START DATA UNDER STUDY

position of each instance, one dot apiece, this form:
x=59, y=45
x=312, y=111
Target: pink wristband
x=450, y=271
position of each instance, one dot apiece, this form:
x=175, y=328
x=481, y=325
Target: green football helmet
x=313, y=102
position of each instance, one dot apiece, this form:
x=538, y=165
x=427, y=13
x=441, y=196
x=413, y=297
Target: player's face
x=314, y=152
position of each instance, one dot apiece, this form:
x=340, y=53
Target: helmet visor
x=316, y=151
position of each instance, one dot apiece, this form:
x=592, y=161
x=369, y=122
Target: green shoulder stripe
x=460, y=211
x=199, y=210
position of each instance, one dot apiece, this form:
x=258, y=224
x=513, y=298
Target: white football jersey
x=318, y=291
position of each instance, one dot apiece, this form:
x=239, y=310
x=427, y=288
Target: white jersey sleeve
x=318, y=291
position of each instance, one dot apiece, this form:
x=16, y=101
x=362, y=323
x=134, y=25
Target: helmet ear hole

END DATA UNDER STUDY

TRY IT
Once you have read the records, repeat them all exactly.

SOLUTION TO THE PROBLEM
position of each instance, one dot apiece, this form:
x=59, y=45
x=312, y=111
Target: pink wristband
x=450, y=271
position of each instance, one dot apiece, this form:
x=175, y=328
x=481, y=325
Target: green football helmet
x=313, y=102
position of each instance, one dot apiece, this form:
x=538, y=165
x=427, y=13
x=441, y=196
x=413, y=297
Target: player's face
x=314, y=152
position of each instance, one dot apiece, this form:
x=340, y=53
Target: helmet visor
x=316, y=151
position of each instance, one dot apiece, this form:
x=592, y=161
x=369, y=122
Target: green shoulder stripe
x=460, y=211
x=199, y=210
position of each instance, one dot apiece, this form:
x=258, y=224
x=513, y=298
Target: white football jersey
x=318, y=291
position of each instance, one dot apiece, this form:
x=239, y=310
x=427, y=288
Target: white jersey sleeve
x=318, y=291
position of each instance, one dot apiece, this form:
x=16, y=101
x=362, y=323
x=134, y=25
Target: helmet ear hole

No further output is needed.